Your instructions:
Make an exact copy of the records, with the images left out.

[Saved entries]
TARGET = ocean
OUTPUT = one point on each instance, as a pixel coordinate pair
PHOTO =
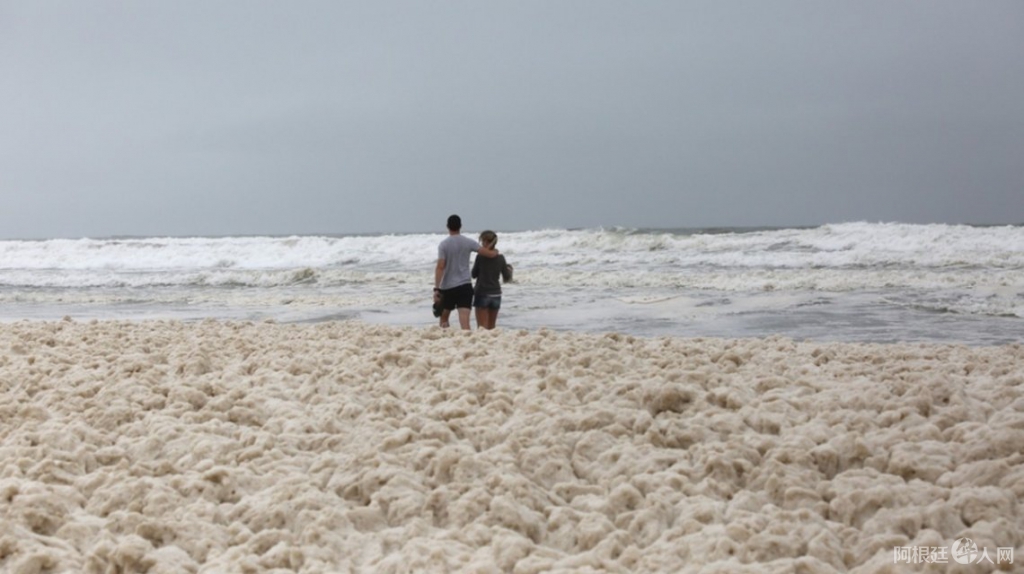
(850, 281)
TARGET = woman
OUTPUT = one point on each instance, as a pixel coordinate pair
(487, 292)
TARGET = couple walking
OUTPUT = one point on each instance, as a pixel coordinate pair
(453, 284)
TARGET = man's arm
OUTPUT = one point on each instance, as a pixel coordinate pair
(438, 273)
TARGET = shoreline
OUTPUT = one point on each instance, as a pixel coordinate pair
(347, 446)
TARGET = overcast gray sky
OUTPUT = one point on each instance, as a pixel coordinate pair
(242, 117)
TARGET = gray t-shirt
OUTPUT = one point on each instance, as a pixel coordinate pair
(455, 251)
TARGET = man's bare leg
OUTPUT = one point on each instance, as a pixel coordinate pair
(464, 317)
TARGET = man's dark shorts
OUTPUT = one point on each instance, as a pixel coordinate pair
(461, 296)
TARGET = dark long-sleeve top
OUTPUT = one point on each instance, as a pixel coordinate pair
(486, 271)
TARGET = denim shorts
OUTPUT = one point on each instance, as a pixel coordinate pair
(487, 302)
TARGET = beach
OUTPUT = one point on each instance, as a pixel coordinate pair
(168, 446)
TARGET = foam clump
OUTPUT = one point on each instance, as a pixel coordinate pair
(171, 447)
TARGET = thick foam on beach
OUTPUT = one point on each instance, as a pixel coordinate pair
(172, 447)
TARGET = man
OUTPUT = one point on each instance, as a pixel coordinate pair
(453, 285)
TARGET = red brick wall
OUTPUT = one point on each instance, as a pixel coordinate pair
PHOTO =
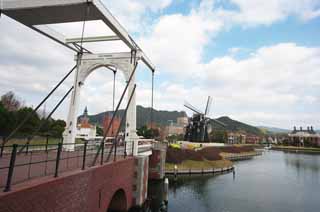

Output below:
TARGET = ocean
OUTPUT = one point on each instance, as a pixel coordinate pair
PHOTO =
(850, 281)
TARGET = woman
OUTPUT = one point on each instance, as a pixel coordinate pair
(487, 292)
TARGET = couple walking
OUTPUT = one point on each instance, as a pixel coordinate pair
(453, 284)
TARGET = man's arm
OUTPUT = one point on each instance, as a pixel coordinate pair
(438, 273)
TARGET = shoreline
OUTPUT = one point on each instance, as a pixel coordinate pair
(347, 446)
TARGET = overcast gray sky
OUTPUT = one point on each instance, as a pixel coordinate pair
(242, 117)
TARGET = gray t-shirt
OUTPUT = one point on each instance, as a pixel coordinate pair
(455, 251)
TARGET = man's bare leg
OUTPUT = one point on each instance, as a pixel coordinate pair
(464, 317)
TARGET = man's dark shorts
OUTPUT = one point on each instance, as a pixel coordinate pair
(461, 296)
TARGET = dark long-sleeve top
OUTPUT = one point on each instance, as a pixel coordinate pair
(486, 271)
TARGET = denim shorts
OUTPUT = one point on each instance, as a pixel coordinate pair
(487, 302)
TARGET = beach
OUTPUT = one point on each instance, as a pixel coordinate pair
(168, 446)
TARGET = foam clump
OUTPUT = one point on each instance, as a pixel coordinate pair
(171, 447)
TARGET = thick foam on beach
OUTPUT = one point on each instance, as a pixel coordinate pair
(172, 447)
TARGET = man
OUTPUT = one point on each instance, as a pixel coordinate pair
(453, 285)
TARGET = red brick wall
OUTPUT = one point on each instance, as a pixel coordinate pair
PHOTO =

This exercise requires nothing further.